━━━━━ Bloque de texto

Recién cumplido su primer año de mandato, el presidente ha normalizado la relación entre los tres poderes del Estado (el enfrentamiento entre Uribe y el Tribunal Supremo era constante) y está reformando el sistema judicial, amén de haber aprobado la Ley de Víctimas y de Restitución de Tierras (con el fin de hacer justicia a los miles de campesinos extorsionados o/y asesinados en los años anteriores).

Además, significativos escándalos (megafraude en la sanidad pública, sistema crediticio, parapolítica-paramilitares, escuchas ilegales, narcotráfico, minería ilegal, corrupción carcelaria, exportaciones ficticias, subsidios agrícolas, entre otros) han sido denunciados y encausados, individual o conjuntamente, por el Gobierno, la Fiscalía y el Tribunal Supremo. Como escribía en estas páginas el mexicano Jorge Volpi, “en Colombia, los jueces enfrentaron a narcotraficantes, guerrilleros, paramilitares y políticos -a veces con el costo de sus vidas- hasta tejer un sistema judicial verdaderamente autónomo y eficaz”. (EL PAÍS, 11 de agosto de 2011).

Y en política exterior, Bogotá ha normalizado las relaciones con Ecuador y Venezuela, puesto fin al incondicionalismo con Estados Unidos y potenciado Unasur, amén de actuar brillantemente, como miembro no permanente del Consejo de Seguridad onusiano, en el ejercicio de la responsabilidad de proteger en el caso libio.

━━━━━━━━━━
━━━━━ Datos registrados

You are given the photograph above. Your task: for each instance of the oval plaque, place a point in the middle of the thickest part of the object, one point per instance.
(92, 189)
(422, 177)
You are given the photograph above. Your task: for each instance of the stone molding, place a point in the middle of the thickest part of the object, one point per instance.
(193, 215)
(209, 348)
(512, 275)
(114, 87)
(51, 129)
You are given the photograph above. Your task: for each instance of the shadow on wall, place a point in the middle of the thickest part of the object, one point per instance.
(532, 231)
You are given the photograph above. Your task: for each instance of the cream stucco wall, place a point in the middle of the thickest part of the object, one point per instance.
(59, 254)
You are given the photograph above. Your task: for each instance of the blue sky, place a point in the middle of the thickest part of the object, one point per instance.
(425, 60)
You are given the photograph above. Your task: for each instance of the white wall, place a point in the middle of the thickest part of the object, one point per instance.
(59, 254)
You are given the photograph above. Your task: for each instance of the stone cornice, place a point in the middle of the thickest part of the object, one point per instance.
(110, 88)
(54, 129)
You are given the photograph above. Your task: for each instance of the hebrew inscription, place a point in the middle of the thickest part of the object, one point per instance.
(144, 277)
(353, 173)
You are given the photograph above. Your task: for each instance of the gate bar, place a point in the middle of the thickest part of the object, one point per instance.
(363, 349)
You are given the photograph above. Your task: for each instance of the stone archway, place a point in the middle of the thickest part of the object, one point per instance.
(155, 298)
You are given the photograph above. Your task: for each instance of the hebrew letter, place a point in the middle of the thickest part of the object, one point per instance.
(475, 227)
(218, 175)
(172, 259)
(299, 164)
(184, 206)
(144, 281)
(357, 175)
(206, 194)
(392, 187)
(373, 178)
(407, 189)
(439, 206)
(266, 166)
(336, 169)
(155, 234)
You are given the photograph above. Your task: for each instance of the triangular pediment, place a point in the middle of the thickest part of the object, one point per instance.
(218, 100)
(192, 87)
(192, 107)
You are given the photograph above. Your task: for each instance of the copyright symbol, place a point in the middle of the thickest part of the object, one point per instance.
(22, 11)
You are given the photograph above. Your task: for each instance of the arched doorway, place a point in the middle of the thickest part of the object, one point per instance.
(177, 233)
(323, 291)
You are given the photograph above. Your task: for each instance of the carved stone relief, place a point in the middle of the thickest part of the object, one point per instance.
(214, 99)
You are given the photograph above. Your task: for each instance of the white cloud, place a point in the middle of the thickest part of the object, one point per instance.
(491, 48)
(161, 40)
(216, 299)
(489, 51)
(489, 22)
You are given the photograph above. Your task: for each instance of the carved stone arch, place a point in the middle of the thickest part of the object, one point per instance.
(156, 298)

━━━━━━━━━━
━━━━━ Datos registrados

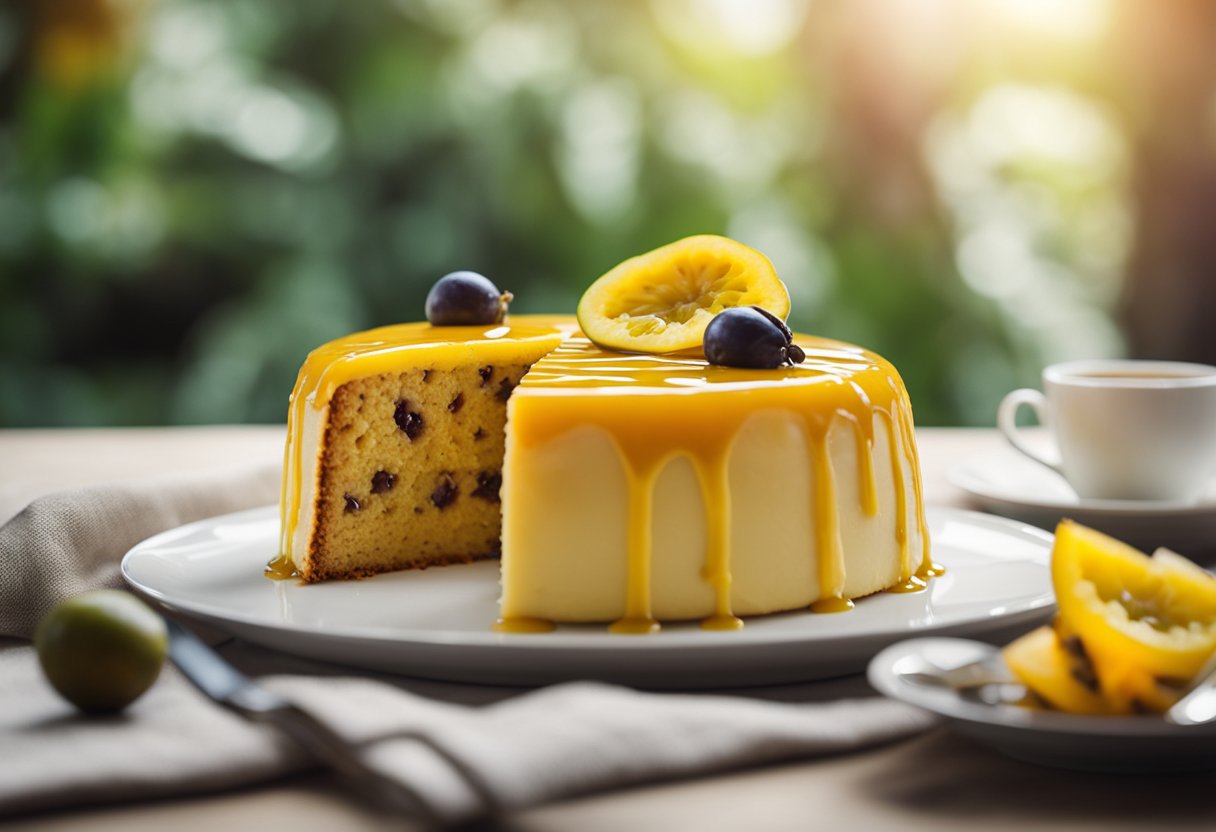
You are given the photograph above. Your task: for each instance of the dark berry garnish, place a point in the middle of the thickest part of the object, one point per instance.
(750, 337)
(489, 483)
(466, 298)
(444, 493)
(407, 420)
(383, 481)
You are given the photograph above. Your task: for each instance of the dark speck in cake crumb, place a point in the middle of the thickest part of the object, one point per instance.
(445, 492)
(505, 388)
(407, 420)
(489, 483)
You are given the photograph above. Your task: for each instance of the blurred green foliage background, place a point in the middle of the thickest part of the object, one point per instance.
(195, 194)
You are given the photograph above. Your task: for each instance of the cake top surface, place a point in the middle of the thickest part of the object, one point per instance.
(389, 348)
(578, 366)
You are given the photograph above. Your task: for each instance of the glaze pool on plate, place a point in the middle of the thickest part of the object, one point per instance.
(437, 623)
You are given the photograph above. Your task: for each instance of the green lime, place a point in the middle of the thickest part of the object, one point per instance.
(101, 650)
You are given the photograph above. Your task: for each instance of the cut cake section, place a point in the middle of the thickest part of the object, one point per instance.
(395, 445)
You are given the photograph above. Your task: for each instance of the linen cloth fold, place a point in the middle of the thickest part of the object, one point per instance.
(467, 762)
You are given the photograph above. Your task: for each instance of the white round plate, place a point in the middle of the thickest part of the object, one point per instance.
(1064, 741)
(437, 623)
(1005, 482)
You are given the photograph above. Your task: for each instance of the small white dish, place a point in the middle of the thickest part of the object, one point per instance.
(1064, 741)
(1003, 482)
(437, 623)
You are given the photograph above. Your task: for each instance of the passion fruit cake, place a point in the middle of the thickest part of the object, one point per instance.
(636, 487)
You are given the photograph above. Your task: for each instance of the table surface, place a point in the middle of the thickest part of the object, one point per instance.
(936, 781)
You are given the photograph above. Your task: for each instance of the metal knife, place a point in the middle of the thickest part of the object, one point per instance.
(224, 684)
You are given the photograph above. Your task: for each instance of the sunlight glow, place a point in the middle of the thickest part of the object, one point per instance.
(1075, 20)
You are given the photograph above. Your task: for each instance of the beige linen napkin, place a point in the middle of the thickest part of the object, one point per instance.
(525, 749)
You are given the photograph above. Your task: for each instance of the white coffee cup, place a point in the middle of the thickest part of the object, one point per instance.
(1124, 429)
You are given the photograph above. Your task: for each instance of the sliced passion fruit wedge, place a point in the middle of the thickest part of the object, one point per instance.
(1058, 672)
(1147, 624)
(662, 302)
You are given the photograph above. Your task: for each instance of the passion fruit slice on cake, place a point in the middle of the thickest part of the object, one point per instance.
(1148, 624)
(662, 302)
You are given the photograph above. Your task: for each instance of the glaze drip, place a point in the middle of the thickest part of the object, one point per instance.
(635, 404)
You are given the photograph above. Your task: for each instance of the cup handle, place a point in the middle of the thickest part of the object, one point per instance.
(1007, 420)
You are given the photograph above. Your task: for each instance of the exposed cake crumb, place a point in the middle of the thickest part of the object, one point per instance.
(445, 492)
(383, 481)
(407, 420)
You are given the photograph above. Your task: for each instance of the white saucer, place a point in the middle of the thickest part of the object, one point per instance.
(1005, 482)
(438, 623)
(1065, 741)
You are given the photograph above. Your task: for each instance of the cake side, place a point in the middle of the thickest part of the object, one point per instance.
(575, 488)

━━━━━━━━━━
━━━━━ Datos registrados

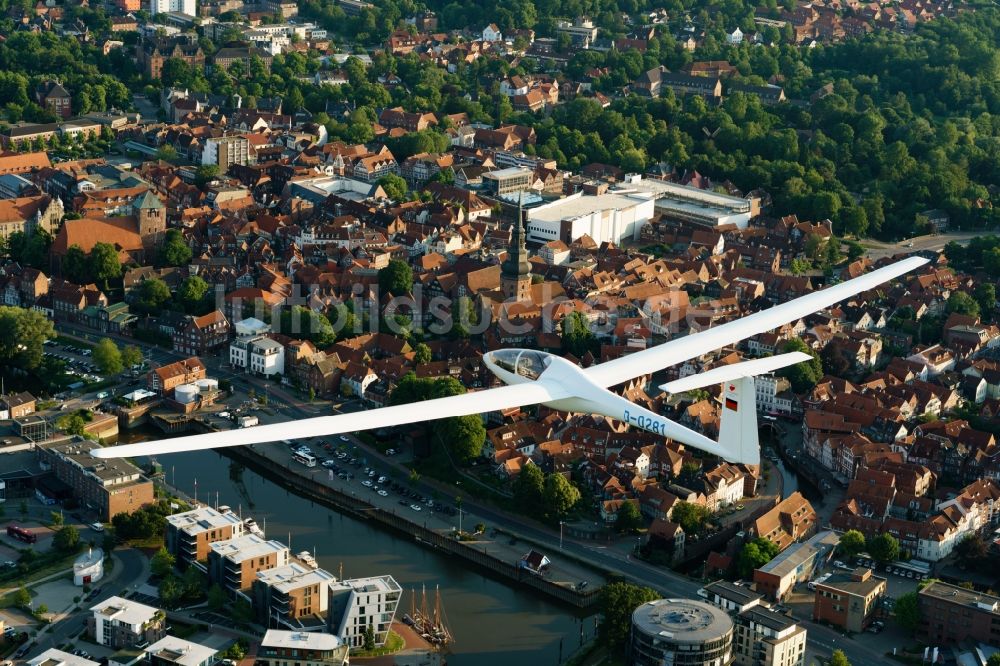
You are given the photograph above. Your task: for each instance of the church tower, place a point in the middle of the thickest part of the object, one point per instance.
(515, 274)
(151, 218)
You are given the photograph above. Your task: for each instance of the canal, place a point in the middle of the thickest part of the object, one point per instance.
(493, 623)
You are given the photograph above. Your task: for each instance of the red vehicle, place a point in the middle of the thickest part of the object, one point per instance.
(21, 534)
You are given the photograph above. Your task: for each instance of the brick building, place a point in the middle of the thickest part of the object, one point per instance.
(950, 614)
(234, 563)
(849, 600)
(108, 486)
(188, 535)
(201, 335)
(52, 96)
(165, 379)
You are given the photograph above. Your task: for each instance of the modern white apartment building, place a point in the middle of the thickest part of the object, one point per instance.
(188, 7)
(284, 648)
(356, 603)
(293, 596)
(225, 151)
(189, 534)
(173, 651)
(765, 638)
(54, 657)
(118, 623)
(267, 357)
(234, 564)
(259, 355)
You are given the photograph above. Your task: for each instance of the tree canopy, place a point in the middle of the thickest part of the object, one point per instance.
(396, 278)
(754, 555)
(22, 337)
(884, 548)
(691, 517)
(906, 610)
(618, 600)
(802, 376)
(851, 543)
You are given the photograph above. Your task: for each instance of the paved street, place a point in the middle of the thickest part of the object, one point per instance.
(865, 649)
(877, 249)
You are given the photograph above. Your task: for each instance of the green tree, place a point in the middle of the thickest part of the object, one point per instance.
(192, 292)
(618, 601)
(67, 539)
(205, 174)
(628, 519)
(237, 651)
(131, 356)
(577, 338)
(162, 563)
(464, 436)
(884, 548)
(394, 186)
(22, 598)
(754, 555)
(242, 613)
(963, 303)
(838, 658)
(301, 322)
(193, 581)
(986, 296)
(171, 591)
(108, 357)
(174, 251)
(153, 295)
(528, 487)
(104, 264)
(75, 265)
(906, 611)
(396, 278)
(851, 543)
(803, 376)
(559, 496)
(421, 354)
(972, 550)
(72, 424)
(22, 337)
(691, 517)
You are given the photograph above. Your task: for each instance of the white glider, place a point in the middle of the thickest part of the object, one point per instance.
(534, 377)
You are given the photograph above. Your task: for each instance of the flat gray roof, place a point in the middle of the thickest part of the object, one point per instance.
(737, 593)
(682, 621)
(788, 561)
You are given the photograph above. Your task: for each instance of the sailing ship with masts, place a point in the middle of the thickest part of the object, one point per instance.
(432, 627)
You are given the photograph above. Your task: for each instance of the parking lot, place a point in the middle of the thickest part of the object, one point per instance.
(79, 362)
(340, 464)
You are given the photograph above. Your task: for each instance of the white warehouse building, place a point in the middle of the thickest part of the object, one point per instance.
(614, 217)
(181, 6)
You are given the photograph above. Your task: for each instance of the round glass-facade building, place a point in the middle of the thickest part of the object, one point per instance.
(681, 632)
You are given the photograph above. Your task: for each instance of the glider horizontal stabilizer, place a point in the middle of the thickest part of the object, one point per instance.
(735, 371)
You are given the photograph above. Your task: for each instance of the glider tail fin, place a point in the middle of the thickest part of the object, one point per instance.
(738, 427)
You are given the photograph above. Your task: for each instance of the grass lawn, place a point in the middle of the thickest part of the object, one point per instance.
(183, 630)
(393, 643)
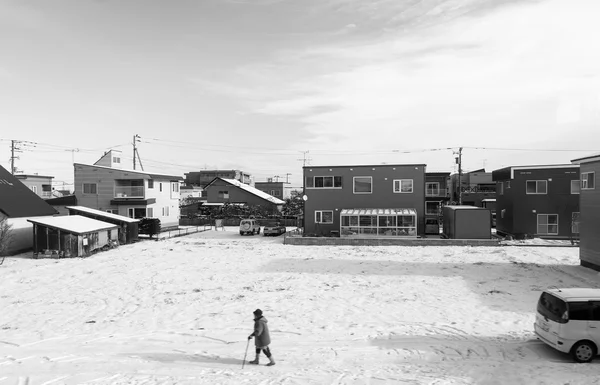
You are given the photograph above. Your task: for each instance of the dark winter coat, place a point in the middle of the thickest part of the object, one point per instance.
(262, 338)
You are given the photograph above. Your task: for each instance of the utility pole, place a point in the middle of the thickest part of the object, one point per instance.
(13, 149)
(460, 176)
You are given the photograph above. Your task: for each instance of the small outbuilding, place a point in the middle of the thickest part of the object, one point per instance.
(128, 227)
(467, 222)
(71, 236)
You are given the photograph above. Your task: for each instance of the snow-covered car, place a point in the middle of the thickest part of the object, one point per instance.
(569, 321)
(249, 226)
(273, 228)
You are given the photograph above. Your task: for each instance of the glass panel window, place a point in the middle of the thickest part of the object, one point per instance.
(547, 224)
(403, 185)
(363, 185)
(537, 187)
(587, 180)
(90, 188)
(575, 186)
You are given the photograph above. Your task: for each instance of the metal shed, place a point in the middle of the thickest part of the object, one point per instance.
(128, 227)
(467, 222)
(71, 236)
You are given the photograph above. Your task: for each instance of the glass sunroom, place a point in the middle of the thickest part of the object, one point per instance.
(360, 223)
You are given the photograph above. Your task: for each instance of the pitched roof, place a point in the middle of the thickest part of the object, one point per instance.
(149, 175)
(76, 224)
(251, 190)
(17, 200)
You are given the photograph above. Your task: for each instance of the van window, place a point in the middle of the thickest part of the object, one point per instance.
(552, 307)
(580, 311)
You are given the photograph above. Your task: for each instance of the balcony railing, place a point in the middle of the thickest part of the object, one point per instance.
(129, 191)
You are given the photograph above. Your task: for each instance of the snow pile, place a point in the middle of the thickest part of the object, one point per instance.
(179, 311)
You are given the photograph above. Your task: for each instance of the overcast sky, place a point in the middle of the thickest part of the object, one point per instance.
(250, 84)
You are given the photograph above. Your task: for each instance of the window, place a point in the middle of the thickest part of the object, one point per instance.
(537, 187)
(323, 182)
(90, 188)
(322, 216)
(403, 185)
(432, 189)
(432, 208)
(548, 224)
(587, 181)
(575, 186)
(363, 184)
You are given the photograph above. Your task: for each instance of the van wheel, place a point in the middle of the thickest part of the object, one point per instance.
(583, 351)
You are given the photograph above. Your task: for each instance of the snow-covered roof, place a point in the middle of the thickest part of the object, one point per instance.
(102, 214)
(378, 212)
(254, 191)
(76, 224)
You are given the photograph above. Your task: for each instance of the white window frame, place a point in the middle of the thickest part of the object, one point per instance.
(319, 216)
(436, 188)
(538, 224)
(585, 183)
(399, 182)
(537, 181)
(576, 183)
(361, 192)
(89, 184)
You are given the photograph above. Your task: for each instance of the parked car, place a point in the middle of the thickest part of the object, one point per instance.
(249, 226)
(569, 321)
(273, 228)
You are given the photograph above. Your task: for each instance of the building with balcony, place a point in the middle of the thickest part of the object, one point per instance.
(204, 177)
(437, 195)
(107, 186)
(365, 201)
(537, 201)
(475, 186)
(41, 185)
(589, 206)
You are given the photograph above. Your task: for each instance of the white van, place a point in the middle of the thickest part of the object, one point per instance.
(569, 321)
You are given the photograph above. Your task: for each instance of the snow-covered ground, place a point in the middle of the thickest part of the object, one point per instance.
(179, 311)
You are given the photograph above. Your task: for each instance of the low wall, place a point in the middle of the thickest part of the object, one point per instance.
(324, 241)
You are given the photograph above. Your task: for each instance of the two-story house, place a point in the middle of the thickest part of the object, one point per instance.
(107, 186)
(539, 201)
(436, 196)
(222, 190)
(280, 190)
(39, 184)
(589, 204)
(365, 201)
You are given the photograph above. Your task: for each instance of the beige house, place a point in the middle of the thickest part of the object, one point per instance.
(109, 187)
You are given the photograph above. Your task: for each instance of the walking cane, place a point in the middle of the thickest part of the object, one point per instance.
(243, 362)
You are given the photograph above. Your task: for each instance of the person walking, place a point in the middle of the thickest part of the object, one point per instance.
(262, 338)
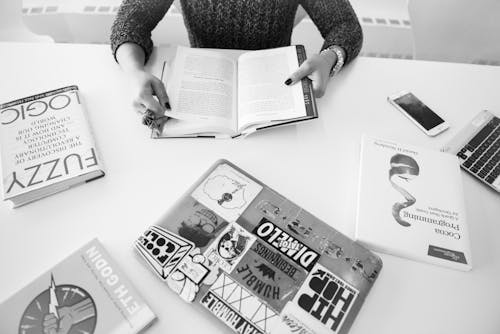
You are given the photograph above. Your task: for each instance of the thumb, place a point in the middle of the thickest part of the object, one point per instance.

━━━━━━━━━━

## Consigna 1
En el texto sobre Colombia, ¿con qué dos países ha normalizado Bogotá sus relaciones?
## Consigna 2
Convierte en una lista breve el párrafo del texto sobre Colombia que empieza con "Además, significativos escándalos". Conserva sus datos principales.
## Consigna 3
Prosigue el texto sobre Colombia a partir de su última oración.

## Respuesta esperada 1
Con Ecuador y Venezuela.

## Respuesta esperada 2
- Se han denunciado y encausado escándalos importantes: megafraude en la sanidad pública, sistema crediticio, parapolítica-paramilitares, escuchas ilegales, narcotráfico, minería ilegal, corrupción carcelaria, exportaciones ficticias y subsidios agrícolas, entre otros.
- Lo han hecho el Gobierno, la Fiscalía y el Tribunal Supremo, por separado o en conjunto.
- El mexicano Jorge Volpi escribió en EL PAÍS (11 de agosto de 2011) que los jueces colombianos enfrentaron a narcotraficantes, guerrilleros, paramilitares y políticos, a veces a costa de su vida, hasta construir un sistema judicial autónomo y eficaz.

## Respuesta esperada 3
Dado el trágico panorama de Colombia durante décadas (asesinatos de sindicalistas, periodistas y activistas pro derechos humanos, entre otros, crímenes que aún tienen lugar aunque en mucha menor medida, y ahora se persiguen y condenan), es lógico que haya sectores de opinión escépticos que estimen que poco ha cambiado de Álvaro Uribe a Juan Manuel Santos. A ellos se les puede decir que, ciertamente, no todo ha cambiado por completo todavía, pero que legal, jurídica e institucionalmente, se ha modificado todo lo necesario para hacer posible el gran cambio definitivo: la consolidación de Colombia como Estado de derecho y sociedad moderna y normalizada. Una sociedad, desde luego con memoria histórica, pero reconciliada consigo misma y con el Estado, desde ahora un ente confiable y no temible. En definitiva, una Colombia que contribuya, en cooperación con sus hermanos latinoamericanos, a convertir en real el buen augurio de Deng Xiaoping.